Supplied material:
BEGIN

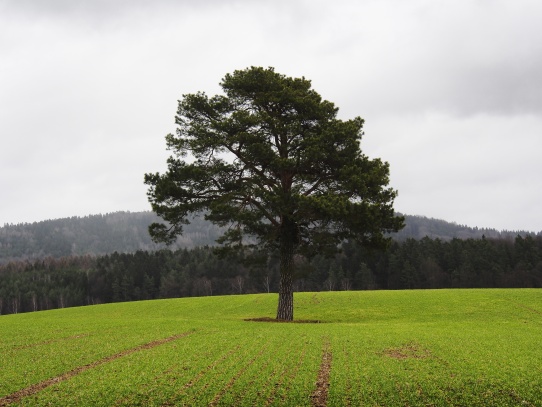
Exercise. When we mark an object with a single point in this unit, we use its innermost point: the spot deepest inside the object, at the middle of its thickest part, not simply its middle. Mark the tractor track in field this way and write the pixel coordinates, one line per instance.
(286, 375)
(223, 391)
(172, 400)
(319, 395)
(36, 388)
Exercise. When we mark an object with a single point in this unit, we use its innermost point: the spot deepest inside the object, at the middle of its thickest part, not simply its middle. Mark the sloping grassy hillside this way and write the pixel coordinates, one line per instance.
(381, 348)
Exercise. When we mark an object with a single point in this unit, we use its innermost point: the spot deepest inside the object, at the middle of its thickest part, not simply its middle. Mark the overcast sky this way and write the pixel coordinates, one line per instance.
(451, 92)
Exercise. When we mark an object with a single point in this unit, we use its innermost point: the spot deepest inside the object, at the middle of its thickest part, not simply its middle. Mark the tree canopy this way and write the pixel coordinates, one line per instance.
(270, 159)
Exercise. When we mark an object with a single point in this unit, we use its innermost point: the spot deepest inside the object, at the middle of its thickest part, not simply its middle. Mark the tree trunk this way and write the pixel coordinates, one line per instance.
(285, 309)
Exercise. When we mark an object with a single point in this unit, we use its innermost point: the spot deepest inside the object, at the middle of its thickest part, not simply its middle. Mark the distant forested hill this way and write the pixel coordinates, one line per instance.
(122, 232)
(126, 232)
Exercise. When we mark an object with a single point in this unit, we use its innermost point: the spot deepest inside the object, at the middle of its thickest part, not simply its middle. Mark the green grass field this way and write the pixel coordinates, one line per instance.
(373, 348)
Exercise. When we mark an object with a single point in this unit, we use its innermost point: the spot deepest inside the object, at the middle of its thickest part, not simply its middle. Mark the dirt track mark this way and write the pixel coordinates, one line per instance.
(219, 395)
(35, 388)
(319, 395)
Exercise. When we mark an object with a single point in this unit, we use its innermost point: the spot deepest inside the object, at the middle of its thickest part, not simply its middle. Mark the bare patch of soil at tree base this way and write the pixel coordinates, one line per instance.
(295, 321)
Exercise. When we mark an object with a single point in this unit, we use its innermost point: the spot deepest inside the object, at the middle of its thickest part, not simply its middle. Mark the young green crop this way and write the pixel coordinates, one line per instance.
(416, 348)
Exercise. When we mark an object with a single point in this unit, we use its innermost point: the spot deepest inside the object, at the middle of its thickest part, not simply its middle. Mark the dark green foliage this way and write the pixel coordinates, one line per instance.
(270, 160)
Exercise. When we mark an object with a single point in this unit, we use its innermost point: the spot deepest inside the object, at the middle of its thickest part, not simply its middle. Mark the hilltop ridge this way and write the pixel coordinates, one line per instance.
(126, 232)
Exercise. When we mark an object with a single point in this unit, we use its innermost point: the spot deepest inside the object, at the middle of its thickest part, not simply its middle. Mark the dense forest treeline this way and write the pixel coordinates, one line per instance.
(126, 232)
(33, 285)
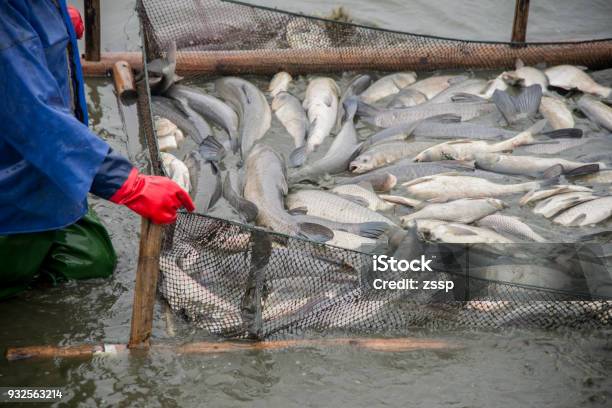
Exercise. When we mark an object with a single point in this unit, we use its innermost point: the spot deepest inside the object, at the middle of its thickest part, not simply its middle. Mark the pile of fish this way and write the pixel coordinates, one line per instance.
(353, 162)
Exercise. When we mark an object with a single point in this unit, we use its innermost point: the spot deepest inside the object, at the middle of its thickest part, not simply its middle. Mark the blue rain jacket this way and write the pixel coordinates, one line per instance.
(49, 159)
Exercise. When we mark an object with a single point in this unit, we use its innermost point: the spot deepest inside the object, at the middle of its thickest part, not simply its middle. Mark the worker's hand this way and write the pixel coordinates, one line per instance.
(154, 197)
(77, 21)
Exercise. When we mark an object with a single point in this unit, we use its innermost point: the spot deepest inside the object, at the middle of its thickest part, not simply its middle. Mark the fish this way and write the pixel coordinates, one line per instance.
(451, 186)
(347, 240)
(161, 71)
(209, 107)
(596, 111)
(205, 180)
(460, 130)
(279, 83)
(382, 154)
(406, 98)
(380, 182)
(538, 195)
(321, 105)
(526, 76)
(354, 88)
(507, 224)
(601, 177)
(333, 207)
(366, 195)
(265, 186)
(560, 202)
(336, 159)
(571, 77)
(288, 109)
(407, 169)
(364, 229)
(457, 233)
(253, 110)
(392, 117)
(432, 86)
(465, 149)
(473, 86)
(528, 165)
(518, 108)
(589, 213)
(176, 170)
(388, 85)
(556, 112)
(464, 210)
(169, 109)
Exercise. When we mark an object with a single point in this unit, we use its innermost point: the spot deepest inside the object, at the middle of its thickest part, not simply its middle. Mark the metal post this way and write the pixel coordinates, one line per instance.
(519, 26)
(92, 30)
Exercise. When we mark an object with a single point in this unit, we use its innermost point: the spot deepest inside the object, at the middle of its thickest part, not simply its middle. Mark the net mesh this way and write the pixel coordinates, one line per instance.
(235, 280)
(217, 36)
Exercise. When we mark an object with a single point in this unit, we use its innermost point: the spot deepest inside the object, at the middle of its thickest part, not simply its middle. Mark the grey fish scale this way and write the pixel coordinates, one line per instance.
(467, 111)
(327, 205)
(252, 107)
(511, 225)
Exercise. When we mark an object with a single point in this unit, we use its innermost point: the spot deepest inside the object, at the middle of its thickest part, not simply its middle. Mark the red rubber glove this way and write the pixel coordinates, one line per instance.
(154, 197)
(77, 21)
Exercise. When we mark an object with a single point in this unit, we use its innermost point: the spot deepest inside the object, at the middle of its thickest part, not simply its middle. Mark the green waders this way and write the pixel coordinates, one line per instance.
(82, 250)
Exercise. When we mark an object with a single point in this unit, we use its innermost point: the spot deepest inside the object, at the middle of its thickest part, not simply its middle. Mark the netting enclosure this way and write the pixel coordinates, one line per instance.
(236, 280)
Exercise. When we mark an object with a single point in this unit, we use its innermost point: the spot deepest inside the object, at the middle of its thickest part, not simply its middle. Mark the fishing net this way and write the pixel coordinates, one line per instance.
(236, 280)
(215, 36)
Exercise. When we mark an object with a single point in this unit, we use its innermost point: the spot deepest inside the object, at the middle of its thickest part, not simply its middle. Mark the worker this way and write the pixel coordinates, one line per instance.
(50, 160)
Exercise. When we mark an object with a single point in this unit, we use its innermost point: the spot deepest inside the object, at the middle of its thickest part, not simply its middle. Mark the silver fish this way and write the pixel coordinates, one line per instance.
(331, 206)
(336, 159)
(321, 104)
(572, 77)
(289, 111)
(597, 111)
(388, 85)
(507, 224)
(464, 210)
(252, 107)
(588, 213)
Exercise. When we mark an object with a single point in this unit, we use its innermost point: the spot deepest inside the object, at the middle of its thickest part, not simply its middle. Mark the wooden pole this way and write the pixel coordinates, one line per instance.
(519, 26)
(92, 30)
(403, 344)
(593, 54)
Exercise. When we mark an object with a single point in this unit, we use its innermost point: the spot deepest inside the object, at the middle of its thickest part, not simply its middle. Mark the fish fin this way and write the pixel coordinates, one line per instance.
(373, 229)
(357, 200)
(444, 118)
(298, 211)
(462, 97)
(364, 109)
(350, 108)
(555, 170)
(408, 202)
(315, 232)
(583, 170)
(245, 207)
(211, 149)
(516, 108)
(458, 230)
(573, 133)
(298, 156)
(548, 182)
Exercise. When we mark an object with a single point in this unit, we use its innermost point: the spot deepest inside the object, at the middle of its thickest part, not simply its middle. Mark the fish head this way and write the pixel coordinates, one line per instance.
(361, 164)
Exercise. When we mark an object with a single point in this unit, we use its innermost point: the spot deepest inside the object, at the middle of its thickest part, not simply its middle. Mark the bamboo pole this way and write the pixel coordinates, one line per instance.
(595, 54)
(404, 344)
(92, 30)
(519, 26)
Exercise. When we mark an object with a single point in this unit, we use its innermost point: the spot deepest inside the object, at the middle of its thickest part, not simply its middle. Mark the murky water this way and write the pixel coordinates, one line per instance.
(505, 368)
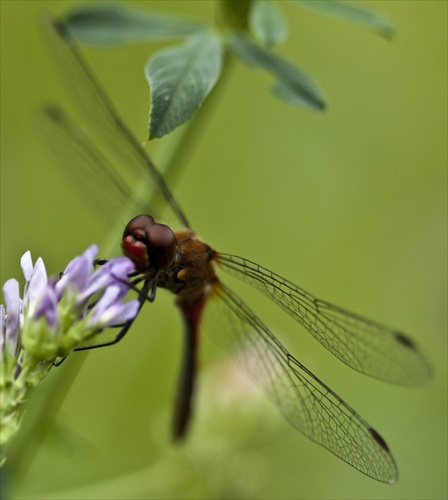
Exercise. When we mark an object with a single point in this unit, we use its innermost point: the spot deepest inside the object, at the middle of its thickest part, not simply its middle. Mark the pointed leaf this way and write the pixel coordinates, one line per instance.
(180, 79)
(107, 24)
(292, 84)
(351, 12)
(267, 23)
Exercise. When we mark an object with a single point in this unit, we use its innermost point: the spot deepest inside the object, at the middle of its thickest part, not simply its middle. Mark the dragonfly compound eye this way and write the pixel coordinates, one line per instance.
(135, 241)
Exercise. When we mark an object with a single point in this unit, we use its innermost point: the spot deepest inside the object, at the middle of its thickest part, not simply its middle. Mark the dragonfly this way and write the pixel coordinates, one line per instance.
(179, 261)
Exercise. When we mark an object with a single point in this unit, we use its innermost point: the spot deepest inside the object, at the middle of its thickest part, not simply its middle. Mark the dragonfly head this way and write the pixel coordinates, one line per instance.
(148, 244)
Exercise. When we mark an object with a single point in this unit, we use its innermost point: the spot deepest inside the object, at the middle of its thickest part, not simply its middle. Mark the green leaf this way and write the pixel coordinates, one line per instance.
(267, 23)
(292, 84)
(180, 79)
(353, 13)
(110, 24)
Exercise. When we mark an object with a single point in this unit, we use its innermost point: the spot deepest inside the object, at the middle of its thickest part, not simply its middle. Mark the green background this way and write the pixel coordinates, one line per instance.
(350, 204)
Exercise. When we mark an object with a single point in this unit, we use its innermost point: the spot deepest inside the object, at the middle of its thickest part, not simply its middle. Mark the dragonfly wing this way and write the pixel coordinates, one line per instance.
(100, 114)
(305, 402)
(365, 345)
(86, 167)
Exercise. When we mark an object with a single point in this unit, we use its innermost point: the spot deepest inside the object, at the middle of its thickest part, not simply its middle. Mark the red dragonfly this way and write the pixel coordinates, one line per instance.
(182, 263)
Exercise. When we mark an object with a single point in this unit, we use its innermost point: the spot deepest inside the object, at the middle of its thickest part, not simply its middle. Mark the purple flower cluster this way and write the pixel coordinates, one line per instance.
(53, 318)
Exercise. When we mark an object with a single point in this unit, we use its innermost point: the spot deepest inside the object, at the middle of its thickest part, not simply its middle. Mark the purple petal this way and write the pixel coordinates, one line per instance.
(13, 305)
(26, 264)
(48, 307)
(114, 272)
(77, 273)
(109, 311)
(2, 329)
(36, 284)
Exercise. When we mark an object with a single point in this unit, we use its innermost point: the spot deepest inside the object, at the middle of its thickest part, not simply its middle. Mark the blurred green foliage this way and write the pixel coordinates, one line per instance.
(350, 204)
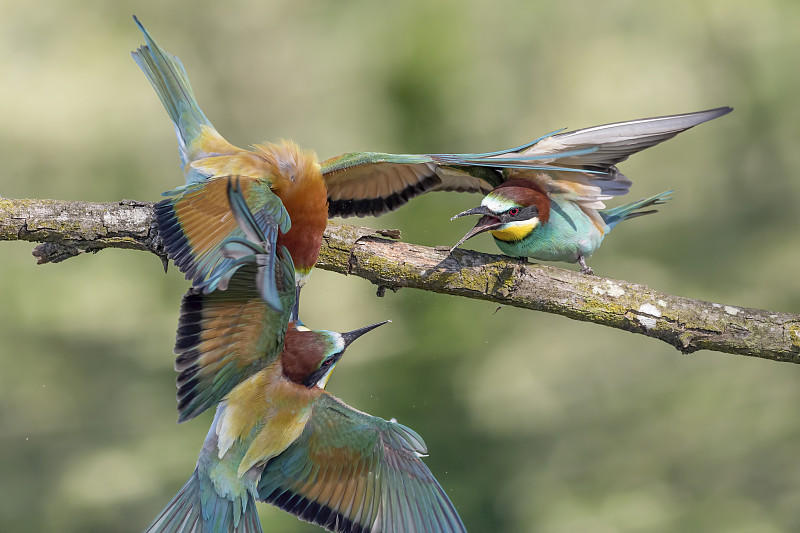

END

What needs to be done:
Print the lines from the one holding "Mark the blurred" through the last line of the records, word for word, and omit the pictures.

Output below:
Exercise. When we mark an object with a single point in this unit, we use its innermost point: the spot deepest inside the object, at the middle of its thickest part, not simply its middle. Mark the blurred green foliage this way and write the pixel coordinates, one line per instance.
(350, 204)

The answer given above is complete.